##### Records provided #####

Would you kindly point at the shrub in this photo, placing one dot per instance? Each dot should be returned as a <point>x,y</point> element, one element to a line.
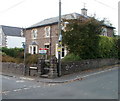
<point>107,47</point>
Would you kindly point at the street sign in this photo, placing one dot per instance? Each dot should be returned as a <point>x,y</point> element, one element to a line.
<point>43,51</point>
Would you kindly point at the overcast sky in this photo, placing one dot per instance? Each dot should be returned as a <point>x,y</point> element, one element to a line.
<point>24,13</point>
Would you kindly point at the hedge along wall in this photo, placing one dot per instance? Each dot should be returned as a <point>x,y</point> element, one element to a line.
<point>107,47</point>
<point>77,66</point>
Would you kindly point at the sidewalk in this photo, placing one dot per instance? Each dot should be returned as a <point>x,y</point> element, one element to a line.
<point>67,78</point>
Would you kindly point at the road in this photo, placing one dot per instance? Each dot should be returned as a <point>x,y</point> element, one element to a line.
<point>102,85</point>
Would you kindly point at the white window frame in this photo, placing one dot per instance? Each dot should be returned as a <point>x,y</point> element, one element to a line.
<point>47,31</point>
<point>34,33</point>
<point>104,31</point>
<point>31,47</point>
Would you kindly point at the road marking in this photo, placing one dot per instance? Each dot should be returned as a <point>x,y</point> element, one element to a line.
<point>20,81</point>
<point>26,78</point>
<point>98,73</point>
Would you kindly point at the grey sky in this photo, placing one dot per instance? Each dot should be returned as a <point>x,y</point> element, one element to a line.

#####

Goal: Write out everything from the line containing "Would you kindly point at the road in" down to the line containing "<point>102,85</point>", both included, with the request kept as it is. Multiply each point coordinate in the answers by 0.7 and round to whole numbers, with halves rounded up.

Full output:
Would you kindly point at the road in this photo, placing one dot per instance? Each dot should be returned as a <point>x,y</point> element, one element to a line.
<point>71,60</point>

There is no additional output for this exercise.